** Opening EXTRACTED INFORMATION block **

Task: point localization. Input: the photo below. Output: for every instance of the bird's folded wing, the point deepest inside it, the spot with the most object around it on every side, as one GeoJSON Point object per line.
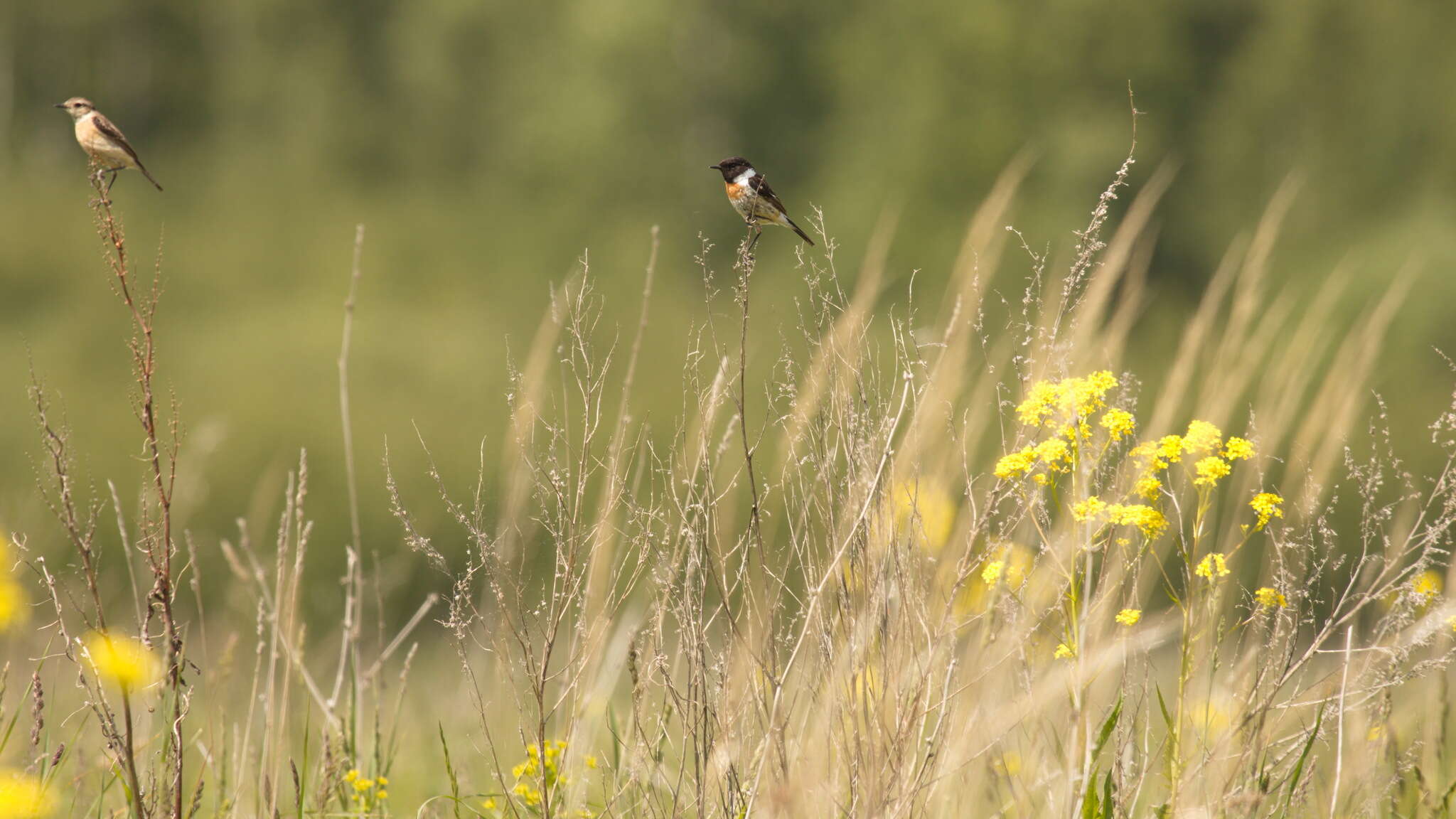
{"type": "Point", "coordinates": [114, 134]}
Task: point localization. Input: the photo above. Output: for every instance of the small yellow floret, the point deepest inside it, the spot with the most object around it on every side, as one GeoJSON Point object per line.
{"type": "Point", "coordinates": [1088, 509]}
{"type": "Point", "coordinates": [993, 570]}
{"type": "Point", "coordinates": [1017, 464]}
{"type": "Point", "coordinates": [1147, 487]}
{"type": "Point", "coordinates": [1169, 451]}
{"type": "Point", "coordinates": [1267, 506]}
{"type": "Point", "coordinates": [1428, 587]}
{"type": "Point", "coordinates": [1211, 566]}
{"type": "Point", "coordinates": [1210, 470]}
{"type": "Point", "coordinates": [1201, 436]}
{"type": "Point", "coordinates": [1238, 449]}
{"type": "Point", "coordinates": [1118, 423]}
{"type": "Point", "coordinates": [1053, 452]}
{"type": "Point", "coordinates": [1147, 519]}
{"type": "Point", "coordinates": [1270, 598]}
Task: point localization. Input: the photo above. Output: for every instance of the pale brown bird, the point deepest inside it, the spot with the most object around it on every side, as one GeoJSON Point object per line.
{"type": "Point", "coordinates": [102, 140]}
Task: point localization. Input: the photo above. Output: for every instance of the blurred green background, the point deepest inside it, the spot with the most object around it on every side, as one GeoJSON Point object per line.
{"type": "Point", "coordinates": [487, 146]}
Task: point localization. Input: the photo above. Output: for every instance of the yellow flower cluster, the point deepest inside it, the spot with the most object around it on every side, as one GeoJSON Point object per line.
{"type": "Point", "coordinates": [542, 771]}
{"type": "Point", "coordinates": [1088, 509]}
{"type": "Point", "coordinates": [1428, 587]}
{"type": "Point", "coordinates": [1210, 470]}
{"type": "Point", "coordinates": [122, 660]}
{"type": "Point", "coordinates": [12, 599]}
{"type": "Point", "coordinates": [1145, 518]}
{"type": "Point", "coordinates": [1075, 397]}
{"type": "Point", "coordinates": [1270, 598]}
{"type": "Point", "coordinates": [1118, 424]}
{"type": "Point", "coordinates": [368, 793]}
{"type": "Point", "coordinates": [1211, 566]}
{"type": "Point", "coordinates": [1147, 487]}
{"type": "Point", "coordinates": [1238, 449]}
{"type": "Point", "coordinates": [1066, 405]}
{"type": "Point", "coordinates": [22, 796]}
{"type": "Point", "coordinates": [1267, 506]}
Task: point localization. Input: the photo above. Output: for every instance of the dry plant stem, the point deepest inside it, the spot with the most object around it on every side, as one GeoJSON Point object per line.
{"type": "Point", "coordinates": [156, 525]}
{"type": "Point", "coordinates": [344, 388]}
{"type": "Point", "coordinates": [815, 598]}
{"type": "Point", "coordinates": [746, 264]}
{"type": "Point", "coordinates": [353, 604]}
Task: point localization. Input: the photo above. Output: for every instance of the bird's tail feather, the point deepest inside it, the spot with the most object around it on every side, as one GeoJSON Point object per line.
{"type": "Point", "coordinates": [147, 173]}
{"type": "Point", "coordinates": [803, 235]}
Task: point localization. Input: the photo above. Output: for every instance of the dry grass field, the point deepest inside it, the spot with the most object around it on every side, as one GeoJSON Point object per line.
{"type": "Point", "coordinates": [935, 554]}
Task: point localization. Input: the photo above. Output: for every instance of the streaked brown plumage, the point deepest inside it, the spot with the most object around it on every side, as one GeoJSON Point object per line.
{"type": "Point", "coordinates": [102, 140]}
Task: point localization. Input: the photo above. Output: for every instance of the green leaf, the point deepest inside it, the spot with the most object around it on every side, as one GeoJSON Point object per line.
{"type": "Point", "coordinates": [1303, 756]}
{"type": "Point", "coordinates": [1107, 726]}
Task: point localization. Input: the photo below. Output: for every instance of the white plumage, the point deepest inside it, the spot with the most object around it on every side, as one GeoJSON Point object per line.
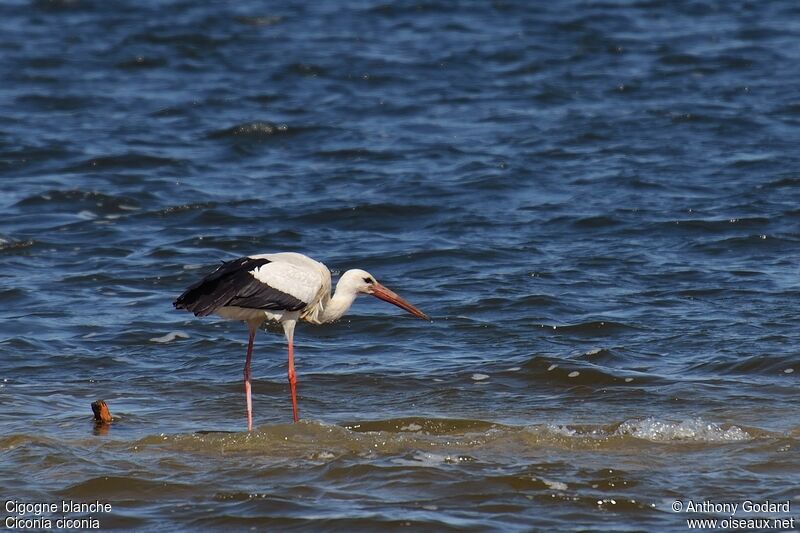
{"type": "Point", "coordinates": [283, 287]}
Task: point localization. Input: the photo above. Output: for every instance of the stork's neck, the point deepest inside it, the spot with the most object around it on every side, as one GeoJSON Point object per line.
{"type": "Point", "coordinates": [339, 303]}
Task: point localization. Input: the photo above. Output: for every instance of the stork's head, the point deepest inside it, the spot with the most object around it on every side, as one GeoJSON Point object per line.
{"type": "Point", "coordinates": [361, 281]}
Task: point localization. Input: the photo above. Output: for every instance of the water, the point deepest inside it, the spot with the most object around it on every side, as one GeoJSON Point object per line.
{"type": "Point", "coordinates": [597, 204]}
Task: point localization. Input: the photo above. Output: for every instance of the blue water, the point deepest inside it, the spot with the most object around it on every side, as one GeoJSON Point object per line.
{"type": "Point", "coordinates": [595, 202]}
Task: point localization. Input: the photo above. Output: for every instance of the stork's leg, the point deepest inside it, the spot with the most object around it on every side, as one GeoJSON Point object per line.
{"type": "Point", "coordinates": [288, 328]}
{"type": "Point", "coordinates": [247, 391]}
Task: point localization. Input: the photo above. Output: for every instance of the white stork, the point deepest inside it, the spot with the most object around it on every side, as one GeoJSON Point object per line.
{"type": "Point", "coordinates": [283, 287]}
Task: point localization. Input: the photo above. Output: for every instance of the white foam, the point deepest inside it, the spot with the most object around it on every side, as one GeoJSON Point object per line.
{"type": "Point", "coordinates": [171, 336]}
{"type": "Point", "coordinates": [694, 429]}
{"type": "Point", "coordinates": [555, 485]}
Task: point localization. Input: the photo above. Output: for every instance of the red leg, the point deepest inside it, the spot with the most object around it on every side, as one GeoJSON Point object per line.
{"type": "Point", "coordinates": [247, 391]}
{"type": "Point", "coordinates": [292, 379]}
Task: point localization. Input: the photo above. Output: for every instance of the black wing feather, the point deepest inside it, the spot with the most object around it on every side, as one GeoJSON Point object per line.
{"type": "Point", "coordinates": [232, 284]}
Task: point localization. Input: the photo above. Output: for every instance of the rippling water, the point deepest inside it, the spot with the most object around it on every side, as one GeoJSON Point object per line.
{"type": "Point", "coordinates": [597, 204]}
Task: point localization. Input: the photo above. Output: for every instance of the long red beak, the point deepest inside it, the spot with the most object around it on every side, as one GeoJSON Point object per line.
{"type": "Point", "coordinates": [381, 292]}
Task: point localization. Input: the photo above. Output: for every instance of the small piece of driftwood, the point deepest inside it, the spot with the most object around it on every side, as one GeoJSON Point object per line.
{"type": "Point", "coordinates": [101, 413]}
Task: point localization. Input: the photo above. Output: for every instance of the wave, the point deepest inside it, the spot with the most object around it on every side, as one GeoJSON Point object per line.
{"type": "Point", "coordinates": [451, 438]}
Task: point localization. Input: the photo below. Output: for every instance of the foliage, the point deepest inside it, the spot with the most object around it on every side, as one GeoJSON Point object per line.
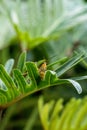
{"type": "Point", "coordinates": [26, 79]}
{"type": "Point", "coordinates": [21, 21]}
{"type": "Point", "coordinates": [54, 115]}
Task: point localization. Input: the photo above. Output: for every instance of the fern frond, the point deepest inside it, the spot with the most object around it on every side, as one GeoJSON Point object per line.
{"type": "Point", "coordinates": [72, 116]}
{"type": "Point", "coordinates": [25, 79]}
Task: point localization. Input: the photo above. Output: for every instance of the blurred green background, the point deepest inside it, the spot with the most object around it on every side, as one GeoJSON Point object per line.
{"type": "Point", "coordinates": [46, 29]}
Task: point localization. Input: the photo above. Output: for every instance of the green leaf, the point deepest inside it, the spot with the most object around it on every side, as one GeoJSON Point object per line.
{"type": "Point", "coordinates": [8, 67]}
{"type": "Point", "coordinates": [21, 61]}
{"type": "Point", "coordinates": [69, 64]}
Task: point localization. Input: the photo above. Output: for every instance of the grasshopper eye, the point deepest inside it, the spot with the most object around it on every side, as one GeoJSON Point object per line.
{"type": "Point", "coordinates": [42, 70]}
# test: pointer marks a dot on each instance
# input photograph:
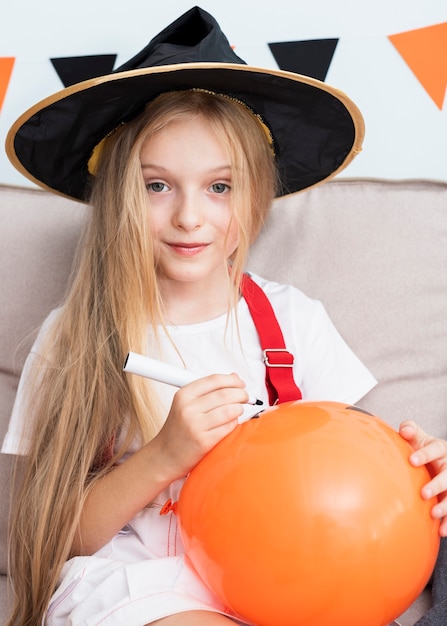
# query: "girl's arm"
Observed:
(202, 413)
(433, 453)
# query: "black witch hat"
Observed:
(317, 130)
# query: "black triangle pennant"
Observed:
(73, 70)
(311, 58)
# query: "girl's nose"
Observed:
(188, 215)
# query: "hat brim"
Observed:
(317, 129)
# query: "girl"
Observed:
(179, 193)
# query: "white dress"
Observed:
(141, 574)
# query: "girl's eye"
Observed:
(219, 188)
(157, 187)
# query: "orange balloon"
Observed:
(310, 515)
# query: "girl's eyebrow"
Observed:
(217, 169)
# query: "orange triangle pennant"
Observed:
(6, 65)
(425, 52)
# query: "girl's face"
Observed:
(187, 173)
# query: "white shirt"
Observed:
(325, 367)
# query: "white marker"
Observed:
(164, 373)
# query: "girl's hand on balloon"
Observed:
(202, 413)
(431, 452)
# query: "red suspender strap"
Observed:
(278, 360)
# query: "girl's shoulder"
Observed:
(285, 295)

** Closing EXTRACTED INFORMATION block **

ASSIGNMENT:
If a line in the records above contains "triangle", copy that line.

ANSWER BOX:
# query: "black triangle pennant"
# query: "orange triangle pennant"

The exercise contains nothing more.